_DESCRIPTION OF THE TASK_. In the document excerpt on lung tumor miRNA analysis, what melting temperature is listed for miRNA 34a?

4.3. Primer Sequences

The utilized stem-loop primers were specific for the sequence of interest. The illustrated sequences are shown without stem-loop structure in Table 2 [42].

Table 2

Sequence of miRNAs studied in neuroendocrine tumors of the lung.

miRNA	Mature miRNA Sequence (5′–3′)	Length	Species	Melting Temperature
21	UAG CUU AUC AGA CUG AUG UUG A	22 bp	Homo sapiens	49.2 °C
34a	UGG CAG UGU CUU AGC UGG UUG U	22 bp	Homo sapiens	53.0 °C
U47 (endogenous control)	TAA TGA TTC TGC CAA ATG AAA TAT AAT GAT ATC ACT GTA AAA CCG TTC CAT TTT GAT TCT GAG GT	65 bp	Homo sapiens	67.2 °C

4.4. Quantitative Analysis of miRNAs in Neuroendocrine Tumors of the Lung

Relative comparative analysis (2−ΔΔCT-method) of miRNA expression in normal and tumor tissue of the lung was carried out in a two-step mechanism. As a first step, isolated miRNA was reverse transcribed into its single-stranded complementary (c)DNA using TaqManTM MicroRNA Reverse Transcription Kit (Applied Biosystems, Carlsbad, CA, USA) [42]. In the second step, the cDNA was amplified and simultaneously quantified by Q-PCR.

The efficiency of Q-PCR was determined via calibration dilution curve and slope calculation using a conventional Human Reference RNA (Agilent Technologies, Santa Clara, CA, USA). As endogenous control, several housekeeping markers have been tested with TaqManTM MicroRNA Assay U47 (Applied Biosystems) being the most suitable one. In addition, the Q-PCR was performed as duplicate for each test sample. The x-fold miRNA expression of the respective tumor was determined through the application of the 2−ΔΔCT-formula with individual normal lung tissue as calibrator.

_RAW DATA_.
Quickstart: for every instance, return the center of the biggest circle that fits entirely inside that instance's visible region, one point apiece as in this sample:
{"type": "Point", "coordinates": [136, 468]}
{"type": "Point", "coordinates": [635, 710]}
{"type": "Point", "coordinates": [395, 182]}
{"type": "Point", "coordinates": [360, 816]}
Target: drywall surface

_WRITTEN ANSWER_. 53.0 °C